#### EXERCISE TEXT
Start of Block

There are several trails and paths that meander along the Coquitlam River, and the other day, while riding my bicycle on one of them, I came about 30-40 feet away from a big ol’ brown bear. This is not the first time I have seen a bear on this path; the impact of coming this close is always a powerful and impactful experience. Such a beautiful, majestic animal…with a very tangible presence.
On this particular sighting, the bear was peacefully chomping on the wild berry bushes that dot the pathway. He or she didn’t give us humans standing in silence and awe, even a glance as it meandered across the path and into the woods on the other side – thank heavens! It seemed it was all about finding something tasty to eat while enjoying the mid-day heat on that July summer day.
The bear has stayed with me; the visual of it standing on all fours, eating the berries made me think of how I appreciate the bounty of summer. It’s a wonderful time to enjoy the abundance of fresh produce and fruits (I do
choose though, to buy berries rather than pick them from the woods with the bears).
When I frequent our weekly Farmer’s Market in Port Coquitlam, on the top of my grocery list are always greens – whether it be kale, spinach, beet greens, chard, arugula – I think you get the idea. And then there are the herbs – parsley, sage, rosemary and thyme… oops that sounds like a song doesn’t it? One not mentioned in that song is basil. Not wanting to sound prejudiced or anything, but it has to be my favorite of all. Perhaps this is because of my love for Italy and the fact that I associate its cuisine with this herb.
As a result, basil is a go-to in my kitchen and during the summer when it is so readily available, I like to stockpile it. I love making and freezing pesto so that come those winter months of hibernation (similar to the
bear's life) I am able to enjoy summer again! It’s also one of the best ways to store basil since as a fresh herb it can only be kept for a short period of time in the refrigerator (washed and in a container or plastic bag). You
might try drying it, but to me the flavor of dried basil is a weak competitor against fresh or frozen.
I was interested enough in this green (and sometimes purple) beauty to put together my own “Dummies 101 on Basil." According to research, the name ‘basil’ dates back – hmm – a long ways, to the Hellenistic Greek period (around 300 BC) and the word is associated with “king”. In fact, the Italians cannot lay claim to the discovery of this plant, even though they have a region called “Basilicata” in southern Italy. The Greeks inhabited this region in the late 8th century and it could have been because of them! Some suggest that the origins lie in Asia and India and certainly all of the Southeastern Asian cultures use Thai and holy basil in many of their dishes.Today, there are in fact over 160 different types of basil grown and used by many different cultures around the world.

End of Block

#### INFORMATION SHOWN

Start of Block

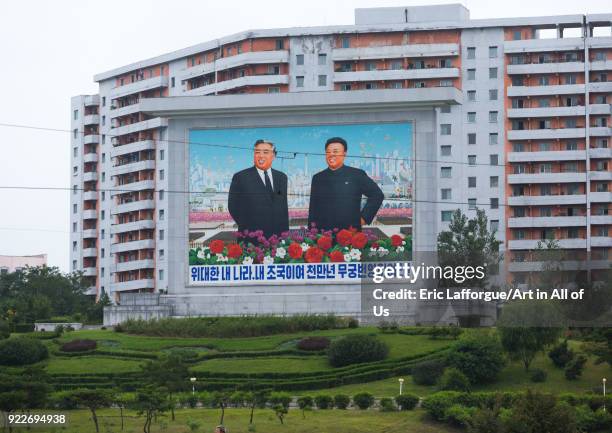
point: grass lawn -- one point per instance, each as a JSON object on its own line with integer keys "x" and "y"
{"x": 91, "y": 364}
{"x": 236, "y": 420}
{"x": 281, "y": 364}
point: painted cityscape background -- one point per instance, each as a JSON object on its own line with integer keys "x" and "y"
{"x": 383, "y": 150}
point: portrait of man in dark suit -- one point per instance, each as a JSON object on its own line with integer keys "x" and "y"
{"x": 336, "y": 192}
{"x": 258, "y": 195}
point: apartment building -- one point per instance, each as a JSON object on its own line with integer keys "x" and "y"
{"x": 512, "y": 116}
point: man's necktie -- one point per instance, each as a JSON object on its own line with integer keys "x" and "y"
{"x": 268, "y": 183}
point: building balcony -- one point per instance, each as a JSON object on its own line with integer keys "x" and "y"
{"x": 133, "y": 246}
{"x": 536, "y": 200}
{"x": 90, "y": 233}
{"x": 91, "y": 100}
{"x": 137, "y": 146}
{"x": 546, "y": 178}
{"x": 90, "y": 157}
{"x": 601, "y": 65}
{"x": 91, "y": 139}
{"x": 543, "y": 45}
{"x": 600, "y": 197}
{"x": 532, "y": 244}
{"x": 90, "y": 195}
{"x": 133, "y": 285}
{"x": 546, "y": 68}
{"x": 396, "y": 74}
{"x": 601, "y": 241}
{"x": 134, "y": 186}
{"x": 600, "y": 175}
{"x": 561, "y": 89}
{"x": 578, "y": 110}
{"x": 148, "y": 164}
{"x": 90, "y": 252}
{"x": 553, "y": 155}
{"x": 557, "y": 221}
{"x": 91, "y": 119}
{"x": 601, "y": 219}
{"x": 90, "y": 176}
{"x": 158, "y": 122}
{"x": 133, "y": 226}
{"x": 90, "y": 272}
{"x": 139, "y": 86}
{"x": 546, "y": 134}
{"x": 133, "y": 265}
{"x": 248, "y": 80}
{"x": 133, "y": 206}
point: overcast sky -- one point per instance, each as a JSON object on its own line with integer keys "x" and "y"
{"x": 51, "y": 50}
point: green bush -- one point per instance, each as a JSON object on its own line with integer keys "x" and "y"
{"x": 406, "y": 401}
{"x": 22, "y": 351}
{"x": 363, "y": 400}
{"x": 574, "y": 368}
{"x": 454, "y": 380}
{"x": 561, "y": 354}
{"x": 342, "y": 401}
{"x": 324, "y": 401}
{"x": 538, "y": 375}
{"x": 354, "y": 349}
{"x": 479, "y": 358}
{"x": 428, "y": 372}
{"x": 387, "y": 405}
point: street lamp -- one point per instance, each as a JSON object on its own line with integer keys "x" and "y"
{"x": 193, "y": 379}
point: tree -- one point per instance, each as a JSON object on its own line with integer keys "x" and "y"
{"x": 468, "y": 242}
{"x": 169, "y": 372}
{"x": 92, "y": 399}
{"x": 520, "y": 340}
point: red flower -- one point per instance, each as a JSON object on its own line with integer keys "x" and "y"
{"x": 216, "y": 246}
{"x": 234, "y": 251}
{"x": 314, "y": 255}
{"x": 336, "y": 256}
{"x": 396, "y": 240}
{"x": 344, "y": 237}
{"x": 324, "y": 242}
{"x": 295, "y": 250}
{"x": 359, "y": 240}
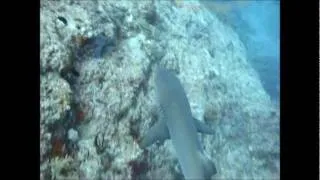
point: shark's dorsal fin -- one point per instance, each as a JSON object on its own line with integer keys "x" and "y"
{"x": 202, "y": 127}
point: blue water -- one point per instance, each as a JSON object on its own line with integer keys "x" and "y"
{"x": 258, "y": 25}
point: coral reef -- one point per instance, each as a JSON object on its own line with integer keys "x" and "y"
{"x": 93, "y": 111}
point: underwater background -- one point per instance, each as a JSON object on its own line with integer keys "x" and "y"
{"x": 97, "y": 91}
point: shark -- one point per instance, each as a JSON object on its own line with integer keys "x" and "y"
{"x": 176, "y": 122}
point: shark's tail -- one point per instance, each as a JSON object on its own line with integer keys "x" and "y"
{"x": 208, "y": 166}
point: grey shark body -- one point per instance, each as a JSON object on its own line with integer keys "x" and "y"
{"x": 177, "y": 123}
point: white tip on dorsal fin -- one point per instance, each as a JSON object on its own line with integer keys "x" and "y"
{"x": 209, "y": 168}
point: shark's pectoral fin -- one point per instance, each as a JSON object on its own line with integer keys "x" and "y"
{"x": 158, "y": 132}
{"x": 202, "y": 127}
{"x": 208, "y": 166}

End of Block

#### EXERCISES
• 1. Answer these questions using the text above about a bear sighting and basil. Put each answer on its own line with the matching letter.
(a) About how far away from the bear did the writer come?
(b) In what city is the weekly Farmer's Market the writer frequents?
(c) How many different types of basil are grown today?
• 2. Translate this sentence from the text above about a bear sighting and basil into Spanish: "On this particular sighting, the bear was peacefully chomping on the wild berry bushes that dot the pathway."

#### PROBLEM SOLUTIONS
• 1.
(a) About 30-40 feet.
(b) Port Coquitlam.
(c) Over 160.

• 2. En este avistamiento en particular, el oso estaba masticando tranquilamente los arbustos de bayas silvestres que salpican el sendero.